Reproduce word for word the lines of the entries below, starting with the line holding "Where in this photo can the shallow" and continuing through the end of the entries, both ends included.

Excerpts of pointing data:
:::
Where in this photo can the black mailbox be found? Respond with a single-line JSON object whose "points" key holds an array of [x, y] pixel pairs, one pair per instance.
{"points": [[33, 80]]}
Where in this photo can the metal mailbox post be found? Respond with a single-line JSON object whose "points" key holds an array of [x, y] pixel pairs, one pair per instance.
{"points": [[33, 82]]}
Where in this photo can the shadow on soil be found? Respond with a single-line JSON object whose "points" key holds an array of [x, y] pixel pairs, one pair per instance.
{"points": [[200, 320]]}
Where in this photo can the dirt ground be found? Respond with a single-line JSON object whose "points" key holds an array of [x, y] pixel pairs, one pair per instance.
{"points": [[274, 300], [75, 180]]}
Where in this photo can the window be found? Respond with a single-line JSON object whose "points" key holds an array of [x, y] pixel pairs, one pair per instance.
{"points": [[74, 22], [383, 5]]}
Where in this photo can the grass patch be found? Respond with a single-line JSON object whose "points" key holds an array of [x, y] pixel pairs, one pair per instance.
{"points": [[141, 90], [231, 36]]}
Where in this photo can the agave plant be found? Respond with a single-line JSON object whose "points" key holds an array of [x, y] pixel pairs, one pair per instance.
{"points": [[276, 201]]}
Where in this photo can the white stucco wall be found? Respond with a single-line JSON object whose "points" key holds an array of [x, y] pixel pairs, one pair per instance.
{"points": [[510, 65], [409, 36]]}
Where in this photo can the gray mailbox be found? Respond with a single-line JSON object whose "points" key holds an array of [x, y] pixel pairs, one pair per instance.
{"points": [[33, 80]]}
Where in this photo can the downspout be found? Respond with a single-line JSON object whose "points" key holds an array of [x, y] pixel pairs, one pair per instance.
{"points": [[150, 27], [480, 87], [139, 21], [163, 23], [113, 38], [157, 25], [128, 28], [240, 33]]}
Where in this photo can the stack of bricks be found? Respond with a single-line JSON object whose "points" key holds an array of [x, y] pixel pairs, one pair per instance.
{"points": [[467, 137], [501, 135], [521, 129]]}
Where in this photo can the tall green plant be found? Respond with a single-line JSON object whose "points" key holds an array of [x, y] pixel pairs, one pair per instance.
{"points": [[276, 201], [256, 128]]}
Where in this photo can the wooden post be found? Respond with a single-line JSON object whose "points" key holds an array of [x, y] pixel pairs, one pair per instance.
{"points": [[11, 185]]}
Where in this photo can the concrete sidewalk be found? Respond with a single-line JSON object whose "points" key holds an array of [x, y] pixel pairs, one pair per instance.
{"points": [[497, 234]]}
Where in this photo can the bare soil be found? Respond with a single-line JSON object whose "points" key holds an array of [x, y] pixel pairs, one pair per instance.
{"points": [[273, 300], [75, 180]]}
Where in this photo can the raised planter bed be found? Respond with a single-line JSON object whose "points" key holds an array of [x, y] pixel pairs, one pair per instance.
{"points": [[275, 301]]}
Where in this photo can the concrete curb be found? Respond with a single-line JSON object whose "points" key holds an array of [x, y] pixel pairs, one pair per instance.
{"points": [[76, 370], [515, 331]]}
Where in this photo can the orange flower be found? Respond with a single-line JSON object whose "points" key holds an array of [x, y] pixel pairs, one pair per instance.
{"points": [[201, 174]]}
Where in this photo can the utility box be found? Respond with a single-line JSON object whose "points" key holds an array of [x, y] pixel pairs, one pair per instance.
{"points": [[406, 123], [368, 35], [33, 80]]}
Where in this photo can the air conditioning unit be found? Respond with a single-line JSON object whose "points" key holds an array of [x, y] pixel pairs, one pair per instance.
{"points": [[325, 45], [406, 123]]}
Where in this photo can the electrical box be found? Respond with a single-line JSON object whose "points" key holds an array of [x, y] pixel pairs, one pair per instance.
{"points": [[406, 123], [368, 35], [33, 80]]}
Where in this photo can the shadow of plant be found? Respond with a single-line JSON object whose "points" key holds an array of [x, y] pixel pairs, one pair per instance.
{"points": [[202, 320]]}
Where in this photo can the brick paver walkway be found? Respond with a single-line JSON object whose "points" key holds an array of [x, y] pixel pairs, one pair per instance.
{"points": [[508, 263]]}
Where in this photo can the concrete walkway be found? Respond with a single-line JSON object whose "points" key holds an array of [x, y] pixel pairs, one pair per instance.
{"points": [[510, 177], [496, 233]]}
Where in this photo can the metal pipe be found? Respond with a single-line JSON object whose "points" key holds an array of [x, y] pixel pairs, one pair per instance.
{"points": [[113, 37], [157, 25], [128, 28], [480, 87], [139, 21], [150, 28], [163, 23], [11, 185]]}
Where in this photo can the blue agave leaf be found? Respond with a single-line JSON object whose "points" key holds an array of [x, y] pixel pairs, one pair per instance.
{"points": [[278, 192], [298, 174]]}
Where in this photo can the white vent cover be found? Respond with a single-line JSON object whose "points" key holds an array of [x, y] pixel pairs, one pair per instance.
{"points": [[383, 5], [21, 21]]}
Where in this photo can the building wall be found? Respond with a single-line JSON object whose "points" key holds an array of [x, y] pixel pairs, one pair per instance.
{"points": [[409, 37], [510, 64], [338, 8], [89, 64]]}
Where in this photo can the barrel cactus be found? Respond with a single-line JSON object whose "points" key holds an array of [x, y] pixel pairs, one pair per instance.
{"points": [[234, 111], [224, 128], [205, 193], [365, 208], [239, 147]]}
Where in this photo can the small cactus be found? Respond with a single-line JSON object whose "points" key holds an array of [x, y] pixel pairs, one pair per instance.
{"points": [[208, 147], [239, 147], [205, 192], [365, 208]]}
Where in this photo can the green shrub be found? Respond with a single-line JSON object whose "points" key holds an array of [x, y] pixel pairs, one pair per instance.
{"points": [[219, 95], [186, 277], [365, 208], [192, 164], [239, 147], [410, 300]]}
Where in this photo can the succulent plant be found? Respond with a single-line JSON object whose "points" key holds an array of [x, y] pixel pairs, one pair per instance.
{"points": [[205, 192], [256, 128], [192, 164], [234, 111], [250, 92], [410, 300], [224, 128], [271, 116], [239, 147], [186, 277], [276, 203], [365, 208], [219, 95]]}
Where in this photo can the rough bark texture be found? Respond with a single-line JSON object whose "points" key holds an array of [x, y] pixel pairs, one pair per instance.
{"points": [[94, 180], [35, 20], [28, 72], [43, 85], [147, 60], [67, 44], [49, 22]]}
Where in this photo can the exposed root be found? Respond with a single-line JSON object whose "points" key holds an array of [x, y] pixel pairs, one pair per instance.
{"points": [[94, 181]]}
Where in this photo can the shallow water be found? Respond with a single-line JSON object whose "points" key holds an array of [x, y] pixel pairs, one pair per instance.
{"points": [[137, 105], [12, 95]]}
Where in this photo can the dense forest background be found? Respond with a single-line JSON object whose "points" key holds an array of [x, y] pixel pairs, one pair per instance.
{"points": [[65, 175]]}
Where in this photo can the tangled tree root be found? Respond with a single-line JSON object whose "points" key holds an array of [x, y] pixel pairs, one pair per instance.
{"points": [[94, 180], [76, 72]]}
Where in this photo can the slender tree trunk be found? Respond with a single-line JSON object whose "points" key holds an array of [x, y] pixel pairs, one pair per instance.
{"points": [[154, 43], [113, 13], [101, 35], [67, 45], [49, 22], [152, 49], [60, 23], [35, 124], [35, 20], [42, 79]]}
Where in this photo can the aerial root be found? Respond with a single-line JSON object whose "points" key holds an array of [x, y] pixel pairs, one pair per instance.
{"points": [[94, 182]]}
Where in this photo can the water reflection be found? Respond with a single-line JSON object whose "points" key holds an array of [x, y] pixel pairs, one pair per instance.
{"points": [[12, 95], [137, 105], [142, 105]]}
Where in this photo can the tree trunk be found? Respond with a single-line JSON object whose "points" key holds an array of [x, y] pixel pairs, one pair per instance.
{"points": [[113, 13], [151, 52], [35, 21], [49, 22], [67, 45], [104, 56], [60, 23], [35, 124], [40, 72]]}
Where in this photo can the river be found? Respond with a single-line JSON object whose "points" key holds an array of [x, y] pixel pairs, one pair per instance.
:::
→ Output for this exercise
Where in this photo can the shallow water be found? Respond with a single-line JSON object whose "points" key holds an array of [x, y] pixel pairs, one pair per instance.
{"points": [[137, 105], [12, 95]]}
Where in this photo can the dense forest background be found? Respond with a single-line JSON object whose "points" key holds an array of [x, y] pixel pairs, one pair per instance.
{"points": [[65, 175]]}
Where in this photo can the tangled tree root be found? Respond with a single-line JSON object whose "points" key holds an array of [x, y] pixel pairs, one pair per instance.
{"points": [[94, 180], [76, 72]]}
Where in this photo can the slender tree trunk be found? Respond with a single-line JSON object whose "points" key holds an array of [x, y] pixel pairs, one pair per instance.
{"points": [[154, 43], [113, 13], [101, 35], [67, 45], [49, 22], [152, 49], [60, 23], [35, 124], [35, 20], [42, 79]]}
Where in this photo can the aerial root be found? Respond with a single-line JSON object whose "points" key holds an array of [x, y] pixel pairs, one pair per instance.
{"points": [[94, 182]]}
Where in this photo can the water reflection be found? Respond with a single-line JSON object whose "points" key holds an array of [x, y] pixel pairs, one pair per instance.
{"points": [[12, 95], [137, 105], [142, 105]]}
Where in this photo can the tree trunk be found? Respond with a single-line JSON object whose "points" key holds an array of [x, y] pixel pairs, one pair per instance.
{"points": [[113, 13], [151, 52], [35, 21], [49, 22], [67, 45], [104, 56], [60, 23], [35, 124], [40, 72]]}
Where in this photo can the river be found? Respond with a single-line JSON object whose "points" key holds an array of [x, y] pixel pairs, one pair per instance.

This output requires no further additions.